## What is being asked:
Render this sentence from the naval forum thread below into French: "Noble was remembered by those who worked with him at Derby House as an easygoing commander, and an easy person to work with."

## Excerpt:
-- Start --
A member can only vote once.....

At this stage the tally is 

USN: Nimitz (2), Scott, Mitscher, Turner, Spruance, Lee
IJN: Tanaka, Ozawa(2) Yamaguchi , Tsukuhara
RN Cunningham (2), Horton (2), Somerville, Vian, Ramsay, Fraser
KM Donitz (2), Raeder, Marschall


----------



## Readie (Dec 2, 2012)

I would suggest: 

One of the most important fronts of the war, success in the Atlantic was critical for the Allied cause. Citing its importance, Prime Minister Winston Churchill later stated: "The Battle of the Atlantic was the dominating factor all through the war. Never for one moment could we forget that everything happening elsewhere, on land, at sea or in the air depended ultimately on its outcome..."

Admiral Sir Percy Noble, RN
Admiral Sir Max Horton, RN

On his return to Britain, Admiral Noble was appointed Commander-in-Chief, Western Approaches Admiral Noble commanded Western Approaches from his headquarters at Derby House, Liverpool, during a period stretching from early 1941 to November 1942. His work in reorganising escort groups, and revamping escort training methods are widely regarded as having been crucial foundational elements of the eventual success of the Allied navies in the Atlantic theatre. Noble was remembered by those who worked with him at Derby House as an easygoing commander, and an easy person to work with. Always conciliatory, Noble was an expert at building consensus around his chosen courses of action. Noble was, although not forced, certainly pushed out of Western Approaches to make room for Admiral Max Horton, whose combative personality and experience in the submarine service made him the ideal candidate in the eyes of some to take the war to the U-boats.

Cheers
John


----------



## oldcrowcv63 (Dec 2, 2012)

Readie said:


> I would suggest:
> 
> One of the most important fronts of the war, success in the Atlantic was critical for the Allied cause. Citing its importance, Prime Minister Winston Churchill later stated: "The Battle of the Atlantic was the dominating factor all through the war. Never for one moment could we forget that everything happening elsewhere, on land, at sea or in the air depended ultimately on its outcome..."
> 
> ...



John, 

Do you mean that Horton (who I know little about except what has been written here) was combative in the sense of confrontational with colleagues and subordinates or with the Kriegsmarine? Or both?


----------



## parsifal (Dec 2, 2012)

Hi John

To maximize your voting effect, I will interpret your answer as Horton being your primary vote, and Noble as your "number 2". if I do that, both guys would get a vote from you. If I take Noble as your primary vote, I cannot add a vote for Horton, since I have already used his "honourable mention" vote.

Let me know if you have any objection to the way I interpreted your submission.

On the assumption you accept what I have done, the votiung tally changes to the following

USN: Nimitz (2), Scott, Mitscher, Turner, Spruance, Lee
IJN: Tanaka, Ozawa(2) Yamaguchi , Tsukuhara
RN Cunningham (2), Horton (3), Somerville, Vian, Ramsay, Fraser, Noble
KM Donitz (2), Raeder, Marschall 

On that basis, Horton is the admiral currently in the lead


----------



## Readie (Dec 3, 2012)
-- End --
## Data excerpts:
-- Start --
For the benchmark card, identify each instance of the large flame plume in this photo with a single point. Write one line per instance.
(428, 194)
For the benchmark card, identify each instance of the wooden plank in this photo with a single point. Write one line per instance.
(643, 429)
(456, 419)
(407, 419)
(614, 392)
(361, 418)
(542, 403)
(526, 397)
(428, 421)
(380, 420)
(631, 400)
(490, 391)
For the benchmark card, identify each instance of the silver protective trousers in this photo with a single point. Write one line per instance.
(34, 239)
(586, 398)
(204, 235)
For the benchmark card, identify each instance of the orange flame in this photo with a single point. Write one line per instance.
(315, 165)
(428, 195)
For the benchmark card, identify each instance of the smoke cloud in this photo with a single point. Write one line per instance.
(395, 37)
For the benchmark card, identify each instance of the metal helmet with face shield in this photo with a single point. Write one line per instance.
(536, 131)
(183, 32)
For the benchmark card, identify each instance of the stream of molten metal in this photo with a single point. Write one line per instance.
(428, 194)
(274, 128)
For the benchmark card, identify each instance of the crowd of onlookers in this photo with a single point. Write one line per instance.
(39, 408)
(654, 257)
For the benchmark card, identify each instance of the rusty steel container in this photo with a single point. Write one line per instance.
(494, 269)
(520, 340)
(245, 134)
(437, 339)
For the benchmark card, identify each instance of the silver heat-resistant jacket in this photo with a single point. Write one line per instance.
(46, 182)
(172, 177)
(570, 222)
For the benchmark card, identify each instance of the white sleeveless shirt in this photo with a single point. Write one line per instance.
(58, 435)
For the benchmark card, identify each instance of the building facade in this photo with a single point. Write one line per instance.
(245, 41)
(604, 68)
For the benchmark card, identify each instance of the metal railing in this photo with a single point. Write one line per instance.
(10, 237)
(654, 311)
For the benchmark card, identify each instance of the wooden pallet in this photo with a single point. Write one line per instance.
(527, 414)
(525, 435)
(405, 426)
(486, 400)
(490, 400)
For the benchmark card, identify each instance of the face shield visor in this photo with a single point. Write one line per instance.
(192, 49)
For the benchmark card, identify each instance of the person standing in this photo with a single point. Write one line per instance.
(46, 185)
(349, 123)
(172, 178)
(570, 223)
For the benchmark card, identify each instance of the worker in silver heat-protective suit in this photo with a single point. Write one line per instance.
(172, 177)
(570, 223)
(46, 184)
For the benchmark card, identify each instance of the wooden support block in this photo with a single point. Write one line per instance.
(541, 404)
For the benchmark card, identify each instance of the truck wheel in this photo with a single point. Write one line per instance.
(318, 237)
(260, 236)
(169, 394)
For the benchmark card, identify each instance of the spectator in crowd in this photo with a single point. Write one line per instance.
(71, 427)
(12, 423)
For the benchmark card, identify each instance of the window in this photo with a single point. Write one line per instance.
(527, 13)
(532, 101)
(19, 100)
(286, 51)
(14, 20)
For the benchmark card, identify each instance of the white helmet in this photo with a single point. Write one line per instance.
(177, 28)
-- End --
## Exercise answer:
Ceux qui avaient travaillé avec lui à Derby House se souvenaient de Noble comme d'un commandant accommodant et d'une personne avec qui il était facile de travailler.